[Start of Data]

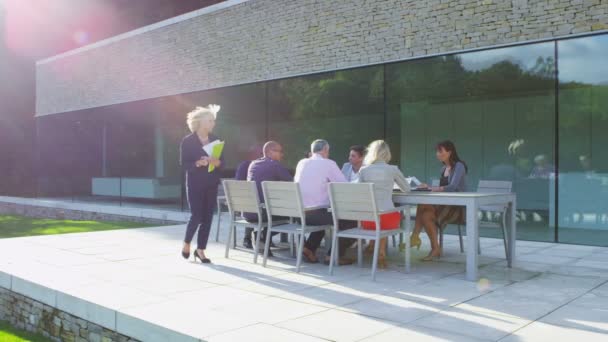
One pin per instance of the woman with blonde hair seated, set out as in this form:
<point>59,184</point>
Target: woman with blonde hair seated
<point>376,170</point>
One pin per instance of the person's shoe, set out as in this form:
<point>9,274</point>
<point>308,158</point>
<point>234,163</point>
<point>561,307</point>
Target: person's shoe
<point>204,260</point>
<point>415,241</point>
<point>261,251</point>
<point>433,255</point>
<point>309,256</point>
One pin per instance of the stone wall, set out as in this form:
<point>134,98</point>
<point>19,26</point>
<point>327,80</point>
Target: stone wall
<point>70,214</point>
<point>267,39</point>
<point>27,314</point>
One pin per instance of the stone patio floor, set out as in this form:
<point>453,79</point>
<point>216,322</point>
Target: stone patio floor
<point>135,282</point>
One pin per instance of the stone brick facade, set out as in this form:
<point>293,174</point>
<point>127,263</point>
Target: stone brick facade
<point>27,314</point>
<point>268,39</point>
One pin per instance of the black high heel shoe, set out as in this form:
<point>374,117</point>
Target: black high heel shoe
<point>185,255</point>
<point>203,260</point>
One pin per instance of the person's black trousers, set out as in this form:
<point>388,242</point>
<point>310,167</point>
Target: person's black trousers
<point>322,217</point>
<point>202,202</point>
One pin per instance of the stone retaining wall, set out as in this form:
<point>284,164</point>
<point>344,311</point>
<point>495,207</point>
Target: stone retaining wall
<point>27,314</point>
<point>70,214</point>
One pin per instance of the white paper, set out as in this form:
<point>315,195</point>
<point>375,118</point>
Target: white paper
<point>209,147</point>
<point>413,180</point>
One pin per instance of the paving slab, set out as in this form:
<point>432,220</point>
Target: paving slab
<point>135,281</point>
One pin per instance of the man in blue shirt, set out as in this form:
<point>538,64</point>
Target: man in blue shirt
<point>267,168</point>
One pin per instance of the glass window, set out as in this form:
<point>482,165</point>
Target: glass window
<point>583,123</point>
<point>497,106</point>
<point>344,107</point>
<point>241,121</point>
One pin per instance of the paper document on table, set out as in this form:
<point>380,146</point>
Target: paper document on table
<point>413,180</point>
<point>214,149</point>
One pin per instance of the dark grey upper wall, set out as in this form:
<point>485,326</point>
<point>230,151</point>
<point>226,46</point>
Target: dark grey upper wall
<point>243,41</point>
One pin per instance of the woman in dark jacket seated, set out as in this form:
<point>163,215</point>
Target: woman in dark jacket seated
<point>434,217</point>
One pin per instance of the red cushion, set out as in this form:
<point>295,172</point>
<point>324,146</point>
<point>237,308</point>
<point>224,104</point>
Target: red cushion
<point>387,222</point>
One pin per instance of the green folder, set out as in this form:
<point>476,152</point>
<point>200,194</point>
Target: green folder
<point>216,153</point>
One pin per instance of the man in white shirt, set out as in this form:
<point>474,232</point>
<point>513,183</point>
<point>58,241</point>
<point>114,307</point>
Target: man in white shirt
<point>313,175</point>
<point>355,161</point>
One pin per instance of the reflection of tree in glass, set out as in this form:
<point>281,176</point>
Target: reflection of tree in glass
<point>344,107</point>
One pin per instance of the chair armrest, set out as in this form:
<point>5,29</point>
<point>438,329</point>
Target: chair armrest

[End of Data]

### Task objective
Reproduce all of the material above word for word, with every line in its original order, but omit the image.

### Answer for this exercise
One pin per instance of the woman with blonde hair seated, set out as in this form:
<point>59,184</point>
Target: woman with blonde hair seated
<point>376,170</point>
One pin per instance of the person's shoe, set out as in this form:
<point>9,274</point>
<point>308,158</point>
<point>234,163</point>
<point>561,307</point>
Target: person's shoe
<point>204,260</point>
<point>415,241</point>
<point>261,251</point>
<point>433,255</point>
<point>309,256</point>
One pin per instance of the stone wall, set out as in this form:
<point>134,98</point>
<point>19,26</point>
<point>327,80</point>
Target: stone wall
<point>70,214</point>
<point>267,39</point>
<point>27,314</point>
One pin per instance of the stone patio floor, set out as in this form:
<point>453,79</point>
<point>216,322</point>
Target: stone patio floor
<point>135,282</point>
One pin per instance of the stone brick facade, set out as in this form:
<point>293,174</point>
<point>127,263</point>
Target: stone brick facade
<point>27,314</point>
<point>268,39</point>
One pin per instance of the black high heel shoe, set out as in this form:
<point>374,117</point>
Target: black high heel shoe
<point>185,255</point>
<point>203,260</point>
One pin per instance of the person's black trousers, set out as in this form:
<point>388,242</point>
<point>310,167</point>
Target: person's black trousers
<point>322,217</point>
<point>202,202</point>
One pin per instance of the stone retaining wall, set out as in this form:
<point>284,164</point>
<point>344,311</point>
<point>495,207</point>
Target: stone retaining wall
<point>27,314</point>
<point>70,214</point>
One pin per instance of the white paper, set out as in this form:
<point>315,195</point>
<point>375,118</point>
Target: white paper
<point>209,147</point>
<point>413,180</point>
One pin per instance of the paving slab, set out as in this form:
<point>432,220</point>
Target: paving slab
<point>135,281</point>
One pin per instance of the man in blue shirt, set out as in this form:
<point>538,64</point>
Target: man in blue shirt
<point>267,168</point>
One pin per instance of the glass window, set out as in this form:
<point>482,165</point>
Target: glass window
<point>583,123</point>
<point>497,106</point>
<point>344,107</point>
<point>241,121</point>
One pin per instance of the paper document on table, set out as in this form:
<point>380,146</point>
Target: paper document on table
<point>413,180</point>
<point>214,149</point>
One pin per instance of the dark grey upper wall, set out as in this form:
<point>485,326</point>
<point>230,151</point>
<point>226,46</point>
Target: dark grey upper wall
<point>243,41</point>
One pin per instance of the woman in dark jacket seated, set out as in this form:
<point>163,215</point>
Target: woman in dark jacket seated
<point>434,217</point>
One pin per instance of the red cushion, set out as in this form:
<point>295,172</point>
<point>324,146</point>
<point>237,308</point>
<point>224,104</point>
Target: red cushion
<point>387,222</point>
One pin per instance of the green folder, set out as in this form:
<point>476,152</point>
<point>200,194</point>
Target: green folder
<point>216,153</point>
One pin per instance of the man in white shirt, set out as in this form:
<point>474,232</point>
<point>513,183</point>
<point>58,241</point>
<point>114,307</point>
Target: man in white shirt
<point>313,175</point>
<point>355,161</point>
One pin per instance of the reflection of tree in glass, set out as in this form:
<point>281,176</point>
Target: reflection of tree in glass
<point>344,107</point>
One pin per instance of the chair armrest, set out as in this form:
<point>5,29</point>
<point>438,329</point>
Target: chair armrest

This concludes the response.